▶ [SELECTION]:

Per-SEP breakdown of upstream traceability — what is exercised, what is intentionally excluded, and what is declared but not yet exercised. Useful for auditing whether each exclusion still makes sense as upstream evolves. Check IDs link to their definition in the upstream SEP YAML.

SEP-837 ¶

Tested (1)

sep-837-application-type-present

Excluded (4)

Requirement	Upstream reason
Native applications (desktop applications, mobile apps, CLI tools, and locally-hosted web applications accessed via localhost) SHOULD use application_type: “native”.	harness cannot determine the client-under-test application class (native vs web) out-of-band; only presence and value validity are wire-observable
Web applications (remote browser-based applications served from a non-local host) SHOULD use application_type: “web”.	harness cannot determine the client-under-test application class (native vs web) out-of-band; only presence and value validity are wire-observable
MCP clients MUST be prepared to handle registration failures due to redirect URI constraints when authorization servers implement OIDC.	robustness requirement with no defined wire-level success criterion
When a registration request is rejected, clients SHOULD surface a meaningful error to the user or developer.	UI/DX behavior, not protocol-observable

Untested (0)

None.

SEP-2106 ¶

Tested (1)

sep-2106-no-network-ref-deref

Excluded (4)

Requirement	Upstream reason
SDK maintainers SHOULD: Document the migration in SDK release notes; Where ergonomic, provide typed helpers (e.g. generics over a tool’s `outputSchema`) so consumers do not need to write narrowing guards by hand	Migration/deprecation guidance for SDK maintainers; about SDK source code, not protocol-observable wire behavior
JSON Schema validation already handles type checking, value constraints, and required field validation, and implementations MUST continue to validate all inputs and outputs against declared schemas	Restates pre-existing schema-validation behavior and is too broad to attribute to a specific observable SEP-2106 check; input/output validation overlaps existing tool scenarios
An opt-in mode that fetches non-local `$ref`s SHOULD enforce an allowlist of hosts (or at minimum reject loopback, link-local, and private network addresses), apply timeouts and size limits, and log dereferenced URIs	Applies only when the non-default opt-in network-$ref fetch mode is enabled; not observable in default conformance runs
Implementations SHOULD apply reasonable bounds — for example, a maximum schema depth, a cap on the total number of subschemas, or a per-validation time budget — to prevent a malicious tool definition from acting as a CPU DoS vector against the validator	Internal validator resource limits (max schema depth, subschema cap, per-validation time budget); a defensive measure not observable on the wire

Untested (0)

▶ [STATED TASK 1]: Reproduce the listing from its first line through the line that contains "[614,318,736,487]", including both of those lines, and omit the pictures.

▶ [RECORDS SHOWN]:

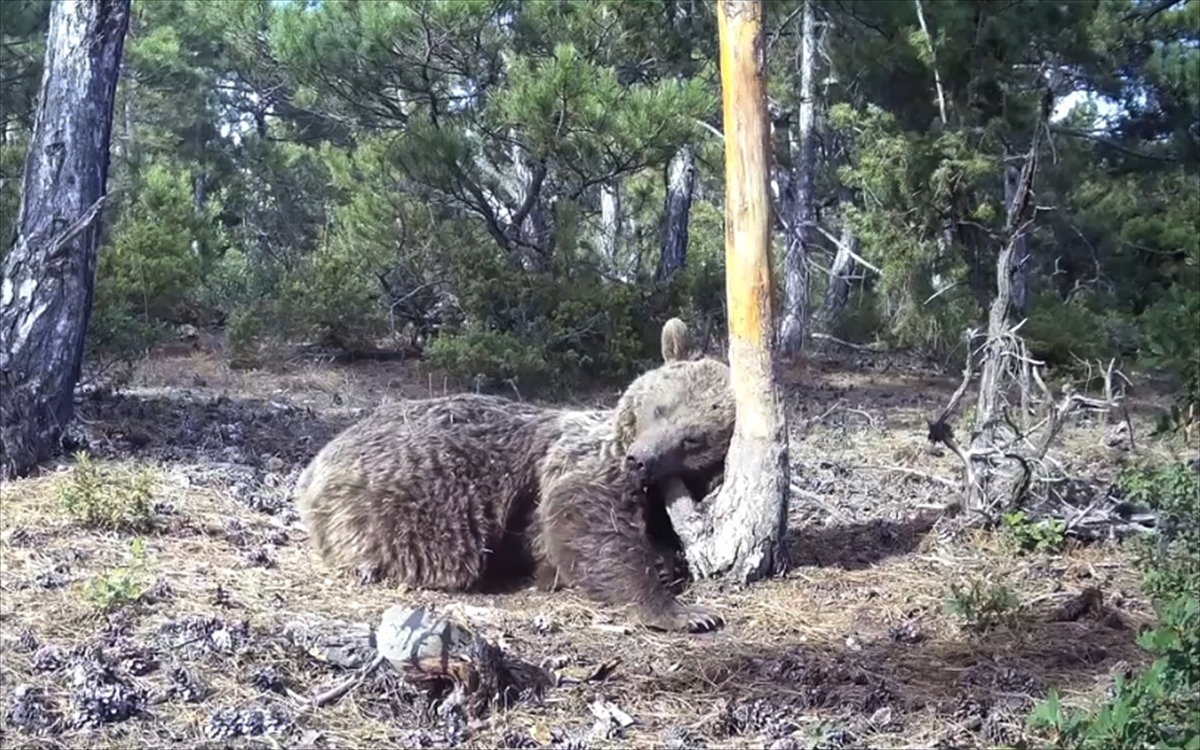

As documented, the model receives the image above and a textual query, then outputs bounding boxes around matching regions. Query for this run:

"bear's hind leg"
[540,475,724,632]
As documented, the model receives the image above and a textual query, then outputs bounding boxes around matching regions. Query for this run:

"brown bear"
[296,322,733,630]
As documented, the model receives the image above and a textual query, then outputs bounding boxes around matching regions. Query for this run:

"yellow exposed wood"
[716,0,774,349]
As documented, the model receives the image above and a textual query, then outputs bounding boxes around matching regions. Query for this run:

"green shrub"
[1004,510,1067,552]
[1021,293,1112,368]
[58,452,156,530]
[946,578,1020,632]
[426,331,550,385]
[83,539,146,611]
[1140,270,1200,404]
[1028,463,1200,750]
[280,234,388,352]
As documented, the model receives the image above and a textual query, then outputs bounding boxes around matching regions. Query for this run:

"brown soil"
[0,336,1176,748]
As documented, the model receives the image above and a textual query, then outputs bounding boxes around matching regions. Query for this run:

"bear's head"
[614,318,736,487]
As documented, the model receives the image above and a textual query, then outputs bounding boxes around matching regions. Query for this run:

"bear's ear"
[662,318,688,362]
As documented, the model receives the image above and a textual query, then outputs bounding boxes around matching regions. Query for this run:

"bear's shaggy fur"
[296,322,733,630]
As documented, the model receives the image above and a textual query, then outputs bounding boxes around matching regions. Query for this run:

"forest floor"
[0,336,1184,748]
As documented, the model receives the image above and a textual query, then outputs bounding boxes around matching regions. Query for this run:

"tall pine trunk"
[667,0,788,581]
[1003,145,1030,316]
[656,144,696,281]
[815,191,858,334]
[0,0,130,476]
[779,0,817,358]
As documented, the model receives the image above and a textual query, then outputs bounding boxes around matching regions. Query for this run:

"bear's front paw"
[641,602,725,632]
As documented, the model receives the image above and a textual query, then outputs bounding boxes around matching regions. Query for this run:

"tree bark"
[816,198,858,334]
[1003,145,1030,316]
[667,0,788,582]
[596,178,625,276]
[779,0,817,358]
[656,144,696,281]
[0,0,130,476]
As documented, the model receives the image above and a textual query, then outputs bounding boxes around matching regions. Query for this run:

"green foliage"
[1140,246,1200,406]
[83,538,146,612]
[1030,463,1200,750]
[280,232,388,352]
[427,331,550,383]
[1021,293,1112,367]
[58,452,156,530]
[1117,463,1200,599]
[96,158,215,322]
[946,578,1020,632]
[1004,510,1067,552]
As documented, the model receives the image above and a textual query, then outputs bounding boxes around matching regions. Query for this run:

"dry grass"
[0,336,1168,748]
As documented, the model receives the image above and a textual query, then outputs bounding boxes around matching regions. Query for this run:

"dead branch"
[928,102,1141,535]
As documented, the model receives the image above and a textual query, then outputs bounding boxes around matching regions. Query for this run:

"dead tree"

▶ [STATED TASK 2]: Give the stretch of the traceability breakdown from "Per-SEP breakdown of" through "upstream SEP YAML." again, with "upstream" renamed to "reference".

▶ [FINAL RESULT 1]:
As documented, the model receives the image above and a textual query, then outputs bounding boxes around matching regions. Query for this run:

"bear's hind leg"
[540,475,724,632]
As documented, the model receives the image above and a textual query, then outputs bounding boxes around matching regions. Query for this run:

"brown bear"
[296,322,733,630]
As documented, the model receives the image above and a textual query, then outputs bounding boxes around matching regions. Query for this run:

"yellow exposed wood"
[716,0,774,349]
As documented, the model receives the image above and a textual query, then outputs bounding boxes around matching regions. Query for this run:

"green shrub"
[1004,510,1067,552]
[1021,293,1112,368]
[58,452,156,530]
[946,578,1020,632]
[426,331,550,385]
[83,539,146,611]
[1140,270,1200,404]
[1028,463,1200,750]
[280,234,388,352]
As documented, the model receives the image above and a textual query, then outputs bounding boxes around matching regions. Query for this run:

"brown soil"
[0,336,1176,748]
As documented, the model receives the image above and a textual query, then outputs bounding boxes around matching regions. Query for this run:

"bear's head"
[614,318,736,487]

▶ [FINAL RESULT 2]:
Per-SEP breakdown of reference traceability — what is exercised, what is intentionally excluded, and what is declared but not yet exercised. Useful for auditing whether each exclusion still makes sense as reference evolves. Check IDs link to their definition in the reference SEP YAML.